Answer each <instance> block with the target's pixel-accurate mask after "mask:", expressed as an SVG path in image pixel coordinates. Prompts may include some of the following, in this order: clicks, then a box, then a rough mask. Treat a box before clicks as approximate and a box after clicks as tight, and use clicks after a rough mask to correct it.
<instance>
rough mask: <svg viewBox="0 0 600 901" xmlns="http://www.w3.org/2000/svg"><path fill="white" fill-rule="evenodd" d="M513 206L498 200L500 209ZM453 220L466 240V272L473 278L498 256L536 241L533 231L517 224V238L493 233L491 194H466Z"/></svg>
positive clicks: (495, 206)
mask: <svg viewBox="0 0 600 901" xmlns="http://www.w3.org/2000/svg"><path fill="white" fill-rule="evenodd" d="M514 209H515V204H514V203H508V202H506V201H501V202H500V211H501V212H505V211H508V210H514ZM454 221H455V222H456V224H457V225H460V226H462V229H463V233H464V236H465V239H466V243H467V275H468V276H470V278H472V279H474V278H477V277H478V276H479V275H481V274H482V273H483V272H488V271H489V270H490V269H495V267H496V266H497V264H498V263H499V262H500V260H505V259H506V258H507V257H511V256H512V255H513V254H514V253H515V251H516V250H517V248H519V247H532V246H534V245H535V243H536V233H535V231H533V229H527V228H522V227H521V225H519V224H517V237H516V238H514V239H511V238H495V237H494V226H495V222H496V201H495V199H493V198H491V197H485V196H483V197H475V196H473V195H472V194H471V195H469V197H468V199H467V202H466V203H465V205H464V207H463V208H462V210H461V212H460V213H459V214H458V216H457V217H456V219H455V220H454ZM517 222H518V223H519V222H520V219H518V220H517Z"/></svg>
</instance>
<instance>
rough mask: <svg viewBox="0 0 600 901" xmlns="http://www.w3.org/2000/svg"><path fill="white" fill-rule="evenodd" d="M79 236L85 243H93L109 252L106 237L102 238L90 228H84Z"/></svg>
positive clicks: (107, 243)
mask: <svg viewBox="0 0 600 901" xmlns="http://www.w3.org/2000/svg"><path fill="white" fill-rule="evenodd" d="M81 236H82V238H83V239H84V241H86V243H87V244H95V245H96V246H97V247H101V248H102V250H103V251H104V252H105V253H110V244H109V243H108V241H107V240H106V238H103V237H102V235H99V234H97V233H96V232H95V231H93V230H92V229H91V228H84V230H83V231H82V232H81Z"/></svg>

#####

What to produce ::
Output every record exactly as written, with nothing dropped.

Output ::
Answer each <instance> block with the target's pixel-accurate mask after "mask:", expressed as an SVG path in image pixel coordinates. Prompts may include some of the following, in this order: clicks, then a box, then a rough mask. Treat a box before clicks as approximate and a box after clicks as tight, and use clicks after a rough mask to correct it.
<instance>
rough mask: <svg viewBox="0 0 600 901" xmlns="http://www.w3.org/2000/svg"><path fill="white" fill-rule="evenodd" d="M513 206L498 200L500 209ZM453 220L466 240V272L473 278L498 256L536 241L533 231L517 224V238L493 233L491 194H466Z"/></svg>
positive clicks: (495, 206)
mask: <svg viewBox="0 0 600 901" xmlns="http://www.w3.org/2000/svg"><path fill="white" fill-rule="evenodd" d="M514 209H515V204H514V203H508V202H506V201H501V202H500V211H501V212H505V211H508V210H514ZM454 221H455V222H456V224H457V225H460V226H462V229H463V233H464V236H465V239H466V243H467V275H468V276H470V278H472V279H474V278H477V277H478V276H479V275H481V274H482V273H483V272H488V271H489V270H490V269H495V267H496V266H497V264H498V263H499V262H500V260H505V259H506V258H507V257H511V256H512V255H513V254H514V253H515V251H516V250H517V248H519V247H532V246H534V245H535V243H536V233H535V231H533V229H527V228H522V227H521V225H519V224H517V237H516V238H514V239H511V238H495V237H494V226H495V222H496V201H495V199H493V198H491V197H485V196H483V197H475V196H473V195H472V194H471V195H469V197H468V199H467V202H466V203H465V205H464V207H463V208H462V210H461V212H460V213H459V214H458V216H457V217H456V219H455V220H454ZM517 222H518V223H519V222H520V219H518V220H517Z"/></svg>
</instance>
<instance>
rough mask: <svg viewBox="0 0 600 901" xmlns="http://www.w3.org/2000/svg"><path fill="white" fill-rule="evenodd" d="M79 236L85 243H93L109 252L106 237L102 238L90 228H84Z"/></svg>
positive clicks: (107, 243)
mask: <svg viewBox="0 0 600 901" xmlns="http://www.w3.org/2000/svg"><path fill="white" fill-rule="evenodd" d="M81 236H82V238H83V239H84V241H86V243H87V244H95V245H96V246H97V247H101V248H102V250H103V251H104V252H105V253H110V244H109V243H108V241H107V240H106V238H103V237H102V235H99V234H97V233H96V232H95V231H93V230H92V229H91V228H84V230H83V231H82V232H81Z"/></svg>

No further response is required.